* Selected passage *
- - -
"Dirty Bomb" Materials Uncovered in Maine
"Dirty Bomb" Materials Uncovered in Maine ResidenceThursday, Feb. 12, 2009
Authorities in Maine found radiological "dirty bomb" ingredients and related items in the home of a man shot to death in December, the Bangor Daily Newsreported yesterday (see GSN, Jan. 15).
A Dec. 9 search of James Cummings' home in Belfast turned up "radiological dispersal device components and literature, and radioactive materials," according to a FBI field Intelligence report obtained by Wikileaks.
Among the finds were four single-gallon containers filled with depleted uranium, 35 percent hydrogen peroxide, thorium, lithium metal, thermite, aluminum powder, beryllium, boron, black iron, oxide and magnesium ribbon.
Investigators also recovered "literature on constructing 'dirty bombs,' [and] information referring to cesium 137, strontium 90 and cobalt 60," the report says.
A dirty bomb uses conventional explosives to disperse radioactive material in an effort to spark chaos and spread contamination.
The hydrogen peroxide is "a necessary precursor for the manufacture of peroxide-based explosives," and aluminum, lithium metal and thermite are materials "used to sensitize and amplify the effects of the explosives," according to the report (Walter Griffin, Bangor Daily News, Feb. 11).
"I've been told by federal officials that the items seized could be purchased legally and that there was not sufficient quantity or quality to pose an immediate threat or hazard to the health and safety of the public," Maine Public Safety Commissioner Anne Jordan said in a statement yesterday (Clarke Canfield, Associated Press/Boston Globe, Feb. 11).
- - -
* Entries supplied *
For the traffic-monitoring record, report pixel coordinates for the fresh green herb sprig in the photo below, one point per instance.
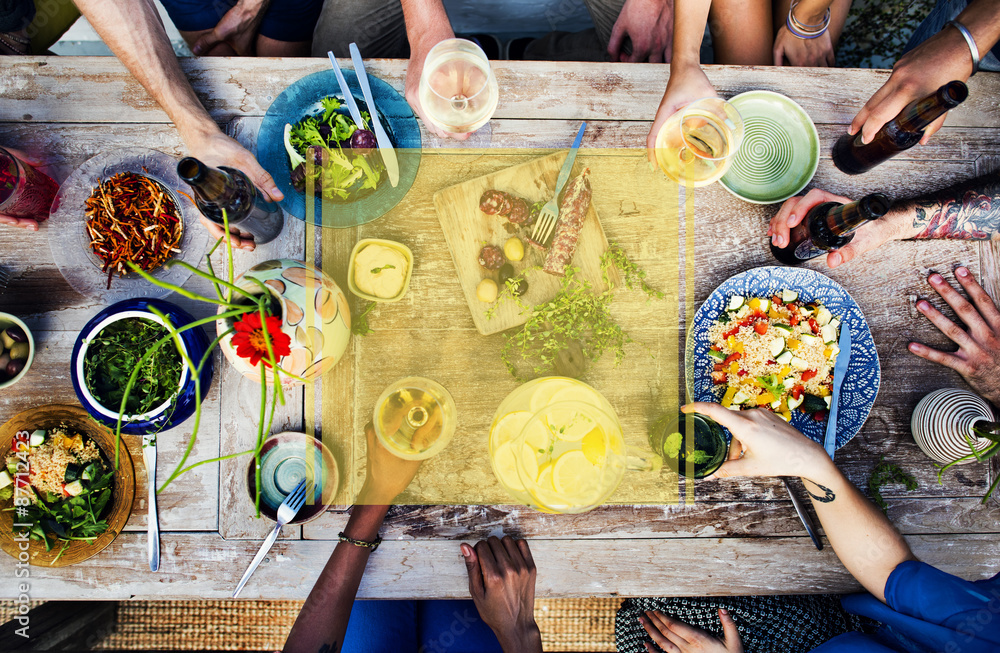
(987, 431)
(577, 314)
(888, 474)
(114, 353)
(359, 323)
- - -
Summarize the news report on the dirty bomb materials found in Maine in two sentences.

* Answer space *
According to an FBI field intelligence report, a December 9 search of the Belfast, Maine, home of James Cummings, a man shot to death in December, turned up radiological dispersal device components and literature, radioactive materials, and items such as depleted uranium, thorium and hydrogen peroxide. Maine Public Safety Commissioner Anne Jordan said federal officials had told her that the items could be purchased legally and were not of sufficient quantity or quality to pose an immediate threat to the public.